=== PASSAGE ===
:::::

The EMT 948 cost around DM 12000 and was therefore still too expensive for many professional users. (For many customers in faraway countries, it was also too complicated, so EMT continued the production of the "930" until 1982.) An even smaller and cheaper unit was designed and introduced in March 1982: the EMT 938 broadcast disk reproducer (Rundfunk-Plattenspieler) featured a simplified direct-drive and electronics, it was slimmer and cheaper than its two brothers, and some of its parts, like the plinth and lid, were taken from commercial "hi-fi" products. The "938" had been designed in co-operation with Thorens, who marketed a modified version of the "938" as the TD 524, a discothèque-oriented deck that could be equipped with a Thorens TP 16L or even the EMT 929 tonearm. The "938" cost around DM 6000 without the upgradeable, pluggable moving-coil cartridge preamplifier circuit board.

:::::

[Saved entries]

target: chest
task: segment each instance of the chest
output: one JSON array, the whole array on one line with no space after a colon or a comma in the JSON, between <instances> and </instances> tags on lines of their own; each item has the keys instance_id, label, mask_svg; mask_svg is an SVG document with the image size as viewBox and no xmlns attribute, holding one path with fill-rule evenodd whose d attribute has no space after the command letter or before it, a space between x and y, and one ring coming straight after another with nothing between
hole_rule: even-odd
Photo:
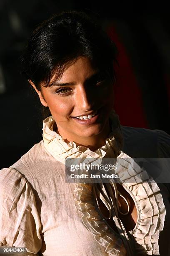
<instances>
[{"instance_id":1,"label":"chest","mask_svg":"<svg viewBox=\"0 0 170 256\"><path fill-rule=\"evenodd\" d=\"M130 194L121 185L117 183L116 186L118 190L126 198L130 206L129 211L128 214L125 215L118 212L118 217L121 220L126 231L132 230L135 226L138 220L138 212L135 202ZM112 218L108 219L109 216L108 209L99 197L98 197L98 200L101 212L104 216L106 217L105 218L106 222L112 229L118 233L115 222ZM122 213L127 212L128 210L127 204L123 198L119 195L118 196L118 202L120 211Z\"/></svg>"}]
</instances>

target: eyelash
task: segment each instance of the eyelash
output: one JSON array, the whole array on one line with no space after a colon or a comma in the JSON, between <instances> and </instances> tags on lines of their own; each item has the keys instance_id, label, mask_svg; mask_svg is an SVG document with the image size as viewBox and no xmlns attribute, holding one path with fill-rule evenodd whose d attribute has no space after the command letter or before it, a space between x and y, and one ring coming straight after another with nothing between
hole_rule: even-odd
<instances>
[{"instance_id":1,"label":"eyelash","mask_svg":"<svg viewBox=\"0 0 170 256\"><path fill-rule=\"evenodd\" d=\"M102 79L98 79L95 83L95 84L99 84L100 83L102 83L105 80L105 78ZM62 87L59 87L59 88L55 91L55 93L57 93L58 94L60 95L61 96L67 96L68 95L70 95L71 94L70 92L62 92L65 90L70 90L70 88L69 87L65 87L65 88L63 88Z\"/></svg>"}]
</instances>

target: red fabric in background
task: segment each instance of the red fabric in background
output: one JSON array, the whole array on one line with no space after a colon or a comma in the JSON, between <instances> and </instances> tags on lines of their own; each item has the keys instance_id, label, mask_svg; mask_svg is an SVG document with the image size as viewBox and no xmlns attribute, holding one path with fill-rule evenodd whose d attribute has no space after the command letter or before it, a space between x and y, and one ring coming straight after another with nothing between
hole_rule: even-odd
<instances>
[{"instance_id":1,"label":"red fabric in background","mask_svg":"<svg viewBox=\"0 0 170 256\"><path fill-rule=\"evenodd\" d=\"M148 128L143 107L141 90L138 84L125 49L120 42L114 26L107 30L119 54L119 67L115 65L117 82L115 86L115 108L121 124L134 127Z\"/></svg>"}]
</instances>

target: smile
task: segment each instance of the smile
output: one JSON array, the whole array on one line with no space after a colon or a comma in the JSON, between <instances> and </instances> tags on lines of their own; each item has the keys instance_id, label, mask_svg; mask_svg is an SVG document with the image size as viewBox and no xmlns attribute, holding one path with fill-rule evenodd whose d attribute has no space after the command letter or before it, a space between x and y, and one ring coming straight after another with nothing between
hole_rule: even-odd
<instances>
[{"instance_id":1,"label":"smile","mask_svg":"<svg viewBox=\"0 0 170 256\"><path fill-rule=\"evenodd\" d=\"M90 119L93 116L95 116L97 115L97 111L96 111L92 115L82 115L81 116L75 116L75 118L78 119Z\"/></svg>"}]
</instances>

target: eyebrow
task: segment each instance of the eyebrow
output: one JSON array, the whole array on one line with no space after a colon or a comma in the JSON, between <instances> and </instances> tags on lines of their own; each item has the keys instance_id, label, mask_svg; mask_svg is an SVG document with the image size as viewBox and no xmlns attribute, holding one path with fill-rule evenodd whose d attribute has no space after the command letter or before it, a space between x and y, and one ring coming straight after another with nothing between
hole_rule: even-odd
<instances>
[{"instance_id":1,"label":"eyebrow","mask_svg":"<svg viewBox=\"0 0 170 256\"><path fill-rule=\"evenodd\" d=\"M101 71L98 71L96 72L92 75L90 76L89 77L88 77L85 80L85 83L87 83L87 82L89 82L91 80L92 80L95 78L97 78L98 76L99 76L101 73ZM70 83L58 83L57 82L54 82L54 83L52 83L52 86L69 86L71 85L75 85L76 83L75 82L71 82Z\"/></svg>"}]
</instances>

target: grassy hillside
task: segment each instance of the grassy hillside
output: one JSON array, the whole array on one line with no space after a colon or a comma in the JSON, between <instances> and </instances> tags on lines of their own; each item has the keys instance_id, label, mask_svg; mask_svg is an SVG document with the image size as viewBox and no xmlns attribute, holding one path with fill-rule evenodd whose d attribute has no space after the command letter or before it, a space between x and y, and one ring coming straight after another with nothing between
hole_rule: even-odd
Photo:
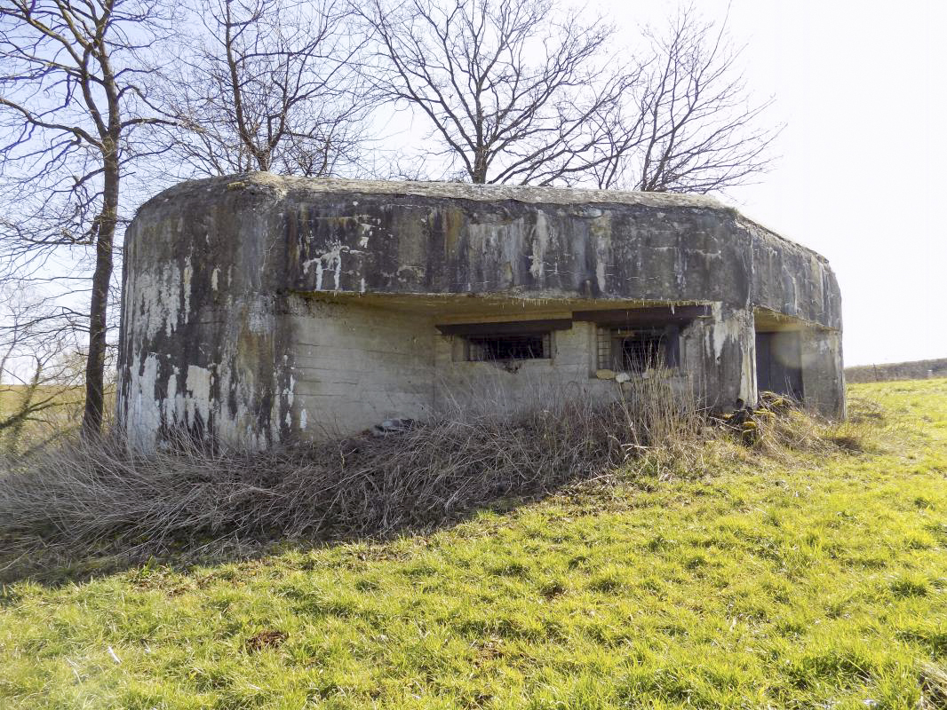
<instances>
[{"instance_id":1,"label":"grassy hillside","mask_svg":"<svg viewBox=\"0 0 947 710\"><path fill-rule=\"evenodd\" d=\"M947 380L853 391L870 453L6 586L0 706L945 707Z\"/></svg>"}]
</instances>

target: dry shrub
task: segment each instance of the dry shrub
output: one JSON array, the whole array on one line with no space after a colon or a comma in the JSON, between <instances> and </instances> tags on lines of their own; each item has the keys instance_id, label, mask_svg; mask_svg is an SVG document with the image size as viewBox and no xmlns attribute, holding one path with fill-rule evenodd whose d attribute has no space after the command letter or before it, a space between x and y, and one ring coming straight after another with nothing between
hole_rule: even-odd
<instances>
[{"instance_id":1,"label":"dry shrub","mask_svg":"<svg viewBox=\"0 0 947 710\"><path fill-rule=\"evenodd\" d=\"M0 474L0 545L8 555L51 546L140 559L235 540L382 538L569 483L702 475L748 455L689 384L669 382L653 373L612 383L605 403L579 386L538 383L511 398L474 382L438 421L261 453L182 439L141 455L117 438L44 450ZM791 408L755 446L817 450L813 421Z\"/></svg>"},{"instance_id":2,"label":"dry shrub","mask_svg":"<svg viewBox=\"0 0 947 710\"><path fill-rule=\"evenodd\" d=\"M762 399L768 404L754 413L752 449L777 459L799 453L879 453L896 428L870 399L850 398L843 421L806 411L783 396L762 393Z\"/></svg>"},{"instance_id":3,"label":"dry shrub","mask_svg":"<svg viewBox=\"0 0 947 710\"><path fill-rule=\"evenodd\" d=\"M703 413L659 382L597 402L579 386L519 392L473 383L438 421L267 452L187 439L136 455L117 439L40 452L0 476L0 536L24 549L108 541L151 554L224 537L384 537L456 520L500 499L536 498L616 470L661 463L703 431ZM680 451L669 454L671 446ZM660 453L660 455L658 454Z\"/></svg>"}]
</instances>

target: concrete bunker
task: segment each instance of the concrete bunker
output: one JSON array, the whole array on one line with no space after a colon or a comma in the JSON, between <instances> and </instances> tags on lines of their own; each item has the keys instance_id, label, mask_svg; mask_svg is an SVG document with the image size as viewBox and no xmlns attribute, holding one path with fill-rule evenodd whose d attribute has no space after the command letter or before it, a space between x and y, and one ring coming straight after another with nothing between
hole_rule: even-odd
<instances>
[{"instance_id":1,"label":"concrete bunker","mask_svg":"<svg viewBox=\"0 0 947 710\"><path fill-rule=\"evenodd\" d=\"M707 406L844 415L826 260L706 197L254 173L127 234L117 419L262 448L429 419L463 382L614 396L660 365Z\"/></svg>"}]
</instances>

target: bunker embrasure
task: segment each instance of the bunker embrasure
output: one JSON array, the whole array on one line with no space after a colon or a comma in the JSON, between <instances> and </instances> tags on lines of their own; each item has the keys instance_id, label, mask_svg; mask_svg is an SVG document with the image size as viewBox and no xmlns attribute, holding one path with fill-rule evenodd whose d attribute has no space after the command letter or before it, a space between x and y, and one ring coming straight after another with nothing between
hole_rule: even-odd
<instances>
[{"instance_id":1,"label":"bunker embrasure","mask_svg":"<svg viewBox=\"0 0 947 710\"><path fill-rule=\"evenodd\" d=\"M129 227L117 417L141 450L264 448L428 420L477 377L658 372L842 417L841 328L825 258L707 197L212 178Z\"/></svg>"}]
</instances>

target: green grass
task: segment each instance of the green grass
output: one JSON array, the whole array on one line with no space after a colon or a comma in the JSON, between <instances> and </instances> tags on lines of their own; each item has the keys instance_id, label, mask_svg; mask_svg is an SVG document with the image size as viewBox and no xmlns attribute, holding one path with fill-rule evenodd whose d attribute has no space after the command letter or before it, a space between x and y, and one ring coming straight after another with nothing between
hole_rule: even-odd
<instances>
[{"instance_id":1,"label":"green grass","mask_svg":"<svg viewBox=\"0 0 947 710\"><path fill-rule=\"evenodd\" d=\"M16 582L0 706L916 708L947 665L947 380L852 390L897 425L876 453Z\"/></svg>"}]
</instances>

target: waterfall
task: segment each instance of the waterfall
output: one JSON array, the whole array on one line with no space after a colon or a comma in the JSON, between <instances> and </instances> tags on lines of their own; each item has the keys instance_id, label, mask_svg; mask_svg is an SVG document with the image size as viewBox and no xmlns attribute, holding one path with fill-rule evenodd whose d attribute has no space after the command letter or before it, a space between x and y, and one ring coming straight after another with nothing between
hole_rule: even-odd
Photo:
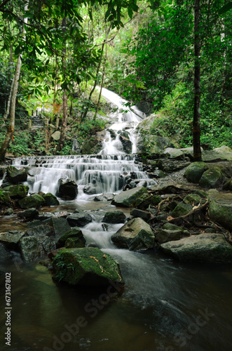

:::::

=== WORK TO COMPLETE ===
**A.** According to the EMT turntable passage, in what month and year was the EMT 938 introduced?
**B.** Return the EMT turntable passage word for word from "The EMT 948" up to and including "preamplifier circuit board.".
**C.** Take the EMT turntable passage further, picking up right after its final sentence.
The data are separate material, apart from the EMT turntable passage.

=== RESPONSES ===
**A.** March 1982

**B.**
The EMT 948 cost around DM 12000 and was therefore still too expensive for many professional users. (For many customers in faraway countries, it was also too complicated, so EMT continued the production of the "930" until 1982.) An even smaller and cheaper unit was designed and introduced in March 1982: the EMT 938 broadcast disk reproducer (Rundfunk-Plattenspieler) featured a simplified direct-drive and electronics, it was slimmer and cheaper than its two brothers, and some of its parts, like the plinth and lid, were taken from commercial "hi-fi" products. The "938" had been designed in co-operation with Thorens, who marketed a modified version of the "938" as the TD 524, a discothèque-oriented deck that could be equipped with a Thorens TP 16L or even the EMT 929 tonearm. The "938" cost around DM 6000 without the upgradeable, pluggable moving-coil cartridge preamplifier circuit board.

**C.**
In 1985, the TSD 15 cartridge was improved, fitting an elliptical "super fineline stylus" in place of the original conical one. Unfortunately, the writing was on the wall for the vinyl LPs and for the turntables built for them; the arrival of the 5" Compact Disc, in 1982, made an irreversible impact on the pro world. EMT began to produce CD players as well (the first, in 1987, was the EMT 980, followed by the EMT 981 and then the wonderful EMT 982), but in 1988 sales of CDs overcame the sale of LPs for the first time in history, and the CD/LP ratio had been declining since then with the definitive disappearance of the LP from the mass market. This left little choice: at the end of the 1980s the last EMT 950 rolled off the factory in Kippenheim.

==1989 purchase==
EMT was bought by the Belgian firm Barco and became "Barco-EMT" on 1 January 1989. The production of professional audio equipment was gradually discontinued.

==Awards and recognition==
Wilhelm Franz died on 10 April 1971, at the age of 58 years. In 1983, the Audio Engineering Society awarded Franz a posthumous Honorary Membership, recognizing his impact in the professional sound field with products like the model "140", "240", and "250" reverberation units and his turntables.